DOCUMENT TEXT
----

PRO : Most statists and syndicalists argue that education is necessary for the maintenance of a progressive and productive society, and that thus some level of education must be provided by the state. They also argue that a public system is fair for the least fortunate amongst us. Finally, they contend that we have a duty to support public education, because we all depend on its social benefits.

CON : Libertarians and market anarchists argue that education, like any other service, can only be efficiently and fairly produced by free markets, and that public education is merely another tool of state indoctrination and exploitation. They also point to third-world countries (such as India and China) where private education outperforms public education and supports fair progress.

  • Should all children continue to be forced by law to attend school until their state's legal dropout age ?

Funding

  • Does the US public school system need more money?

School officials complain that they need more money; however, most of the countries that outperform us spend less per student than we do. American schools spend about $10,000 per student, totaling $250,000 plus for a class of 25. Still, American students pale in international comparisons, placing 18th in reading, 22nd in science and 28th in math.

PRO

  • Budget cuts often slash funding for items such as after-school programs and vocational education. This means that thousands of children will be denied participation in programs that provide critical supervision and instruction as well as those that provide young people vocational skills to find good jobs.
  • More money could be spent on having computers in every classroom and lowering classroom size by hiring more teachers.

CON

  • In the debate over education finance reform, saving money deserves as much attention as collecting money. If public schools were more careful about what they spend for support services, they would have more resources available for actual education.
  • One principal of a charter school saves money by having students help clean the grounds and set up for lunch. Since this system was implemented over four years ago, this school has gone from being among the worst middle schools in Oakland to the one where the kids get the best test scores.
  • One obvious solution to high costs for school support services is for schools to contract these services out to competitive private firms, a form of "privatization."

Vouchers

  • Should school voucher programs be widely implemented?

PRO

  • Competition is healthy; vouchers bring competition to public education.
  • School choice gives people the option of selecting the school their child will attend. Money that is currently spent on a child's public education would be given to his/her parents in the form of a voucher which could be used at the private or charter school of their choice.
  • In Cleveland's Trial Voucher Program, minorities from single parent households who used their vouchers at Catholic schools had higher test scores and graduation rates than white children in the public school system.
  • In the following cities, as of 1998, the percentage of public school teachers who send their children to private school are:
    • Los Angeles - 18.9%
    • New York - 21.4%
    • Boston - 24.4%
    • Miami - 35.4%

CON

  • Vouchers expand the power of government to control school policies into the private sector.
  • Private schools are allowed to discriminate on a variety of grounds. These institutions regularly reject applicants because of low achievement and discipline problems.

----

GIVEN INFORMATION
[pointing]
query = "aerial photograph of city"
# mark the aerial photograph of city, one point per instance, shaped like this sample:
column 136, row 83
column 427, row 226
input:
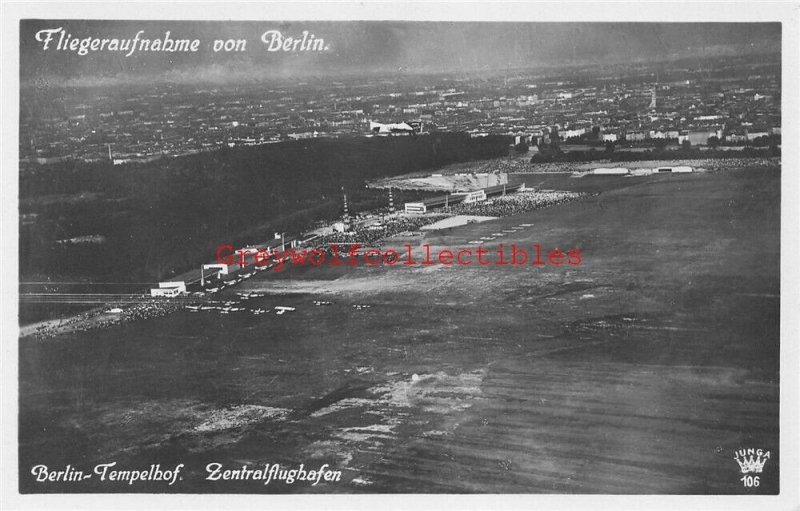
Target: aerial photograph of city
column 399, row 257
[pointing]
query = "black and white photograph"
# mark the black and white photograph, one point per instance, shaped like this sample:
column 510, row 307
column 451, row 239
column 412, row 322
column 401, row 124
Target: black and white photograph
column 298, row 252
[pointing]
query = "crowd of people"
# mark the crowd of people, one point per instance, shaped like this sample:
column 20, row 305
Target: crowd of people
column 513, row 203
column 97, row 318
column 368, row 235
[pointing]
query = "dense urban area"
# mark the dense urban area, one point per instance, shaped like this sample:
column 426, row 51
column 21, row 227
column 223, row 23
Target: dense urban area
column 728, row 102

----

THE PROBLEM
Extend the public education debate past its last point with further material in the same format. The records have no connection to the text on public education.

RESULT
  • Under a system of vouchers, it may be difficult to prevent schools run by extremist groups from receiving public funds to subsidize their agendas.
  • A $2,500 voucher supplement may make the difference for some families, but with some schools charging over $10,000 per year, the voucher programs offer nothing of value to families who cannot come up with the rest of the money to cover tuition costs.
  • School voucher programs undermine two great American traditions: universal public education and the separation of church and state. Do private schools really want big government telling them what they can or can't do?
  • Vouchers usually end up subsidizing private/religious school education, not "saving" kids from failing public schools. In Milwaukee, 4,550 of the 6,000 students receiving vouchers have never been in enrolled in a public school.
  • Highly competitive college prep schools are already turning down applicants; a voucher can’t secure a spot in a school that is already full. Currently only 6% of American students attend private school, mostly parochial schools. Secular private schools – Andover, Exeter, Ravenscroft, Cary Academy, etc. – educate less than 1% of the school-age population.

Religion in schools

  • Should religion have a place in schools?

PRO

  • Our government was based on religious principles from the beginning. The first American school system, which began in Massachusetts, in 1647, was established to ensure that children would grow up with the ability to read the Bible.
  • Public schools had prayer for nearly 200 years before the Supreme Court ruled that state-mandated class prayers were unconstitutional (Engle, 1962). The fact that prayer was practiced for nearly 200 years establishes it by precedent as a valid and beneficial practice in our schools.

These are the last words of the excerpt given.